» **DOCUMENT EXCERPT**:

*** Begin section ***

So, just a few tweets of mine last night as I reacted to the news after a day of driving to and from Ottawa to interview a general and have a beer with Roland Paris, with some elaboration as necessary.
First, Obama has a better sense of timing than the Canadians or Dutch. The big steps down in the US presence occur after fighting season while the two early departers (and then returners*) set July and August for their withdrawals.
* I need to spend a bit of time writing up one of the bits I developed from my visit to the Netherlands about how Afghanistan is not unlike the Hotel California--you can check out anytime you'd like, but you can never leave. Both Canada and Netherlands had decisions this year to send training missions to Afghanistan.Of course, Obama's decision, like the Canadian one, about timing was political. That it means he keeps his various promises before the next election.

*** End section ***

» **PARTS OF THE EXERCISE**:
- A) Condense the paragraph of the post on Afghanistan withdrawal timing that begins "First, Obama has a better sense of timing" into a single sentence that keeps its main facts.
- B) Write the next paragraph of the post on Afghanistan withdrawal timing, picking up after its final sentence.

» **SOURCE DATA**:
*** Begin section ***

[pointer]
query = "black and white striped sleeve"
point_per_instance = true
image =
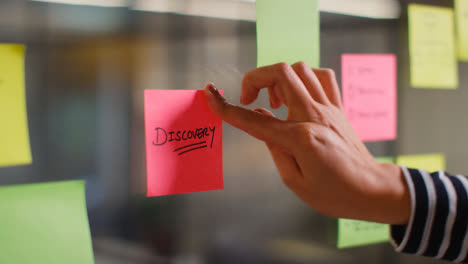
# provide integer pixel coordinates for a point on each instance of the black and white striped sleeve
(439, 217)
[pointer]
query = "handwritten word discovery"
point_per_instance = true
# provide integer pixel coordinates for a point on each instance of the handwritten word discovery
(183, 143)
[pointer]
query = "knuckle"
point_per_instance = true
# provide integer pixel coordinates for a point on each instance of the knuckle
(304, 133)
(330, 73)
(302, 66)
(283, 67)
(288, 181)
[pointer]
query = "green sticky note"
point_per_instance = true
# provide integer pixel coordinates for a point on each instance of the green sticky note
(385, 159)
(14, 135)
(429, 162)
(433, 55)
(288, 31)
(352, 233)
(461, 7)
(44, 224)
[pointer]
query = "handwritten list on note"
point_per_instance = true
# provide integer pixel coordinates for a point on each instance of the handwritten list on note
(461, 9)
(370, 95)
(45, 223)
(288, 31)
(433, 59)
(183, 143)
(14, 135)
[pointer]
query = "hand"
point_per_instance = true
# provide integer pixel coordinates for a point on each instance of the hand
(316, 151)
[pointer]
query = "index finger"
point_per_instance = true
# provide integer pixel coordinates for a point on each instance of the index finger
(282, 79)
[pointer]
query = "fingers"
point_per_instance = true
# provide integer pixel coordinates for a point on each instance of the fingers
(285, 163)
(283, 82)
(330, 86)
(311, 82)
(263, 127)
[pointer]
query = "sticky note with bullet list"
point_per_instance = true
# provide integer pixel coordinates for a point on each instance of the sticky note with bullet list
(433, 57)
(461, 11)
(353, 233)
(370, 95)
(429, 162)
(44, 223)
(183, 143)
(14, 135)
(288, 31)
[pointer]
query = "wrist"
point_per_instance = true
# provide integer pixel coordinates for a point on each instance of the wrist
(393, 198)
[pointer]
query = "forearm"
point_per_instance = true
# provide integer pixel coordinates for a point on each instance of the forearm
(439, 216)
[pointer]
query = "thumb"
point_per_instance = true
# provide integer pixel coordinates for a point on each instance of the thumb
(264, 127)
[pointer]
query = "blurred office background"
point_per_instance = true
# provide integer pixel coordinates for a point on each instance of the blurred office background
(87, 67)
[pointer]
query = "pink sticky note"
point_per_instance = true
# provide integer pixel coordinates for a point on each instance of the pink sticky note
(183, 143)
(370, 95)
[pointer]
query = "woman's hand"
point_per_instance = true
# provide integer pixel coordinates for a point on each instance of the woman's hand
(316, 151)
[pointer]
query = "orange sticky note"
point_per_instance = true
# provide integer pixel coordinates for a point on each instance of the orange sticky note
(183, 143)
(370, 95)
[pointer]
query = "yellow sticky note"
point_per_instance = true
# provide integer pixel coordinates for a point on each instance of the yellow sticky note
(461, 8)
(429, 162)
(352, 233)
(433, 55)
(14, 135)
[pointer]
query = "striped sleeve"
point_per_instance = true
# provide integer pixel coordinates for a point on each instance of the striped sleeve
(439, 218)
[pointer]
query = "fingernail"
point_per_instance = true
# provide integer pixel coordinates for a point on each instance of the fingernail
(215, 91)
(212, 88)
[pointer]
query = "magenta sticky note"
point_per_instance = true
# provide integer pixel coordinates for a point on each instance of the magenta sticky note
(370, 94)
(183, 143)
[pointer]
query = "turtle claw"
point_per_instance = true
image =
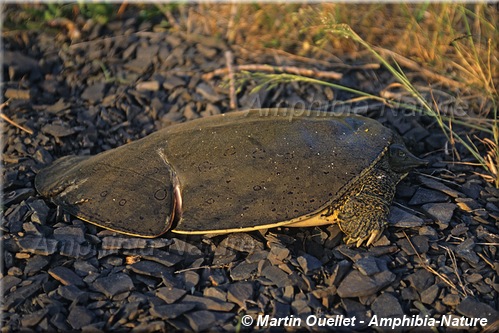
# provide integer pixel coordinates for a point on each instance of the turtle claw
(371, 239)
(374, 237)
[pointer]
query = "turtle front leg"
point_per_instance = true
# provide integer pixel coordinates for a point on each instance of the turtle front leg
(363, 217)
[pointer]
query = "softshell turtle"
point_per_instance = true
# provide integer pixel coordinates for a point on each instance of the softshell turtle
(239, 171)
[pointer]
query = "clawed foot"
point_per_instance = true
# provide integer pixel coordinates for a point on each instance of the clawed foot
(371, 238)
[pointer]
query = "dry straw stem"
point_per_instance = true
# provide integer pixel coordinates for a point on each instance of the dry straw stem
(464, 292)
(273, 69)
(13, 123)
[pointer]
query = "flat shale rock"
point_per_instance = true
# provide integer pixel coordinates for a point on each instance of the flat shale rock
(205, 303)
(94, 93)
(469, 307)
(38, 245)
(240, 292)
(201, 320)
(309, 263)
(170, 295)
(171, 311)
(114, 284)
(441, 212)
(101, 281)
(79, 317)
(276, 275)
(66, 276)
(208, 93)
(421, 280)
(403, 219)
(424, 195)
(57, 130)
(355, 284)
(244, 271)
(386, 305)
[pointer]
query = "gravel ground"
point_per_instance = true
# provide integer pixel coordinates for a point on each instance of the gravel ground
(438, 259)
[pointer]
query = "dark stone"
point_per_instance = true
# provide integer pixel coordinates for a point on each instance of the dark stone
(240, 292)
(17, 195)
(367, 266)
(472, 189)
(170, 295)
(40, 211)
(419, 245)
(468, 204)
(244, 271)
(162, 257)
(451, 300)
(241, 242)
(276, 275)
(19, 64)
(38, 245)
(58, 131)
(66, 276)
(355, 284)
(34, 318)
(436, 185)
(170, 311)
(190, 279)
(208, 93)
(421, 280)
(201, 320)
(466, 252)
(386, 305)
(23, 293)
(205, 303)
(309, 263)
(149, 268)
(409, 294)
(72, 293)
(80, 316)
(472, 308)
(424, 195)
(173, 82)
(70, 234)
(94, 93)
(9, 281)
(35, 264)
(441, 212)
(429, 295)
(402, 219)
(114, 284)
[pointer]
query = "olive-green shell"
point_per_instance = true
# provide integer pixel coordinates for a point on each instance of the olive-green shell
(238, 170)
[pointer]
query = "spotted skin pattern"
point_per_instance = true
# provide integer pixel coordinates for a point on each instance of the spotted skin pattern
(363, 211)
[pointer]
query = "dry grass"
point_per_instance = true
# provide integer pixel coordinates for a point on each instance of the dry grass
(447, 54)
(443, 56)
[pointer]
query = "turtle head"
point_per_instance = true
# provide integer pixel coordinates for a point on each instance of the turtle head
(401, 160)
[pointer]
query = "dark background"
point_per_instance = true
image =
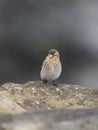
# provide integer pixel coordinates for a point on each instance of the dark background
(29, 28)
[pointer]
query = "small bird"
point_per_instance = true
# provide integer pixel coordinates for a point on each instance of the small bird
(51, 67)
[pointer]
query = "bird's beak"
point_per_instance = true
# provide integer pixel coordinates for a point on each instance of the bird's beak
(50, 56)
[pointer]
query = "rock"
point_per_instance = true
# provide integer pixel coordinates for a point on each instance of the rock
(39, 106)
(9, 106)
(82, 119)
(35, 95)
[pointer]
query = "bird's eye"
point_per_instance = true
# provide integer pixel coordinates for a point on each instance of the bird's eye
(50, 56)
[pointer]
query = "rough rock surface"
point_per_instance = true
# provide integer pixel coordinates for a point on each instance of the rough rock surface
(46, 107)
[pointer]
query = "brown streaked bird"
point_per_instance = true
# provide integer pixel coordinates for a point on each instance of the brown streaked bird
(51, 67)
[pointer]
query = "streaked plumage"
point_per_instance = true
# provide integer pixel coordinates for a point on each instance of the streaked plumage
(51, 67)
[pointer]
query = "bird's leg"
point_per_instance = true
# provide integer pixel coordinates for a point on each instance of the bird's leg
(45, 81)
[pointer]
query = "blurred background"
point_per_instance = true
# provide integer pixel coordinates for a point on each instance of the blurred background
(29, 28)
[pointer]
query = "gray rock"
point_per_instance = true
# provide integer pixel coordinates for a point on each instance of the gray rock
(48, 107)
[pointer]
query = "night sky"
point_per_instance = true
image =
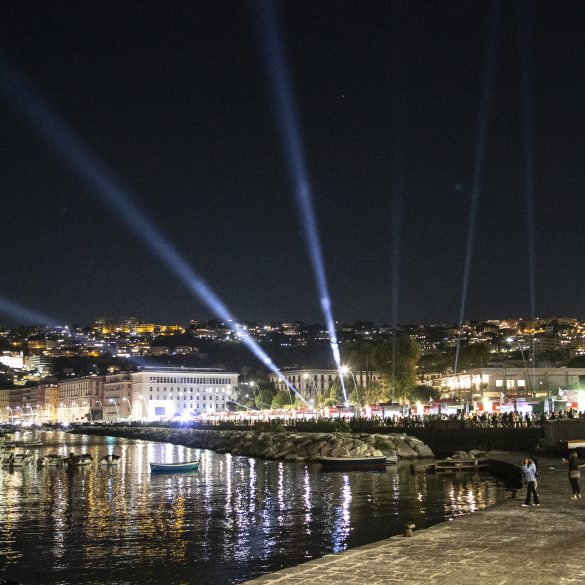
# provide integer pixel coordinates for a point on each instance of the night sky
(173, 98)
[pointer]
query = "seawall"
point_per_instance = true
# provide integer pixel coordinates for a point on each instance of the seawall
(503, 545)
(286, 445)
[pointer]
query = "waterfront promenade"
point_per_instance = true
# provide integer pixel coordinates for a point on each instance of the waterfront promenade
(503, 545)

*** End section ***

» **RESPONSES BY ITEM NUMBER**:
- A) Obama timed his withdrawal better than Canada or the Netherlands: the large US reductions come after fighting season, whereas those two countries, which left early and later returned, set their withdrawals for July and August.

- B)
Which gets to a second set of tweets: that the decision was political and not military. While Clausewitz may be obsolete as a strategist (and dead, too), the definition of war as politics by other means still stands. So, to say that the decision was not military ignores the fundamental reality that all war is political and COIN is doubly so. In so many ways, but two stand out here: that Obama is doing this to play to the domestic audience and that COIN involves not just killing people but getting support for the government. Regarding the former, duh. To keep the war going, Obama needed to throw a bone or two to Congress, which is increasingly frustrated with the war.**
** Perhaps Obama should have submitted the Libyan endeavor to more Congressional involvement to get more support for the Afghan war, but he has not. Frustrates the hell out of me, but I do kind of see the point of not willing to have the GOP play politics with it. On the other hand, wouldn't it be a good thing to force GOP to either look like they were playing politics with it or having them support it? Like Ryan's Medicare plan, part two? Another post, I guess.Which leads to my big conclusion of the moment: the planned withdrawals were big enough to meet the promises he had made when he started the surge but delayed enough not to impact operations that much until 2012. It is true that this will make it harder to re-deploy and shift the focus to Eastern Afghanistan as the military had hoped. But that could still happen. The twitter folk are focusing on comments made by senior admin official, but if things work out well on the ground (big, big if), one can see redeployments as the speech does not prohibit that..
One of my greatest frustrations has been that we wasted so much time. Whenever anyone says we have been doing "this" for ten years, I want to scream. We have been doing stuff in Afghanistan since 2001, but not real efforts to fight the insurgency with enough troops and a good strategy and reasonably coherent NATO command and control All of this really started in 2009. Five years (with 2014 as the new deadline, more or less) is a very short time to do a counter-insurgency campaign. But the reality is that US and NATO leaders (mostly Bush's fault, in my humble opinion) blew a lot of the time on the clock. Democracies in the modern day only have so much patience for war, even "warlike" ones like the US that got hit hard ten years ago. So, this decision is not surprising. Especially in a time of economic stress.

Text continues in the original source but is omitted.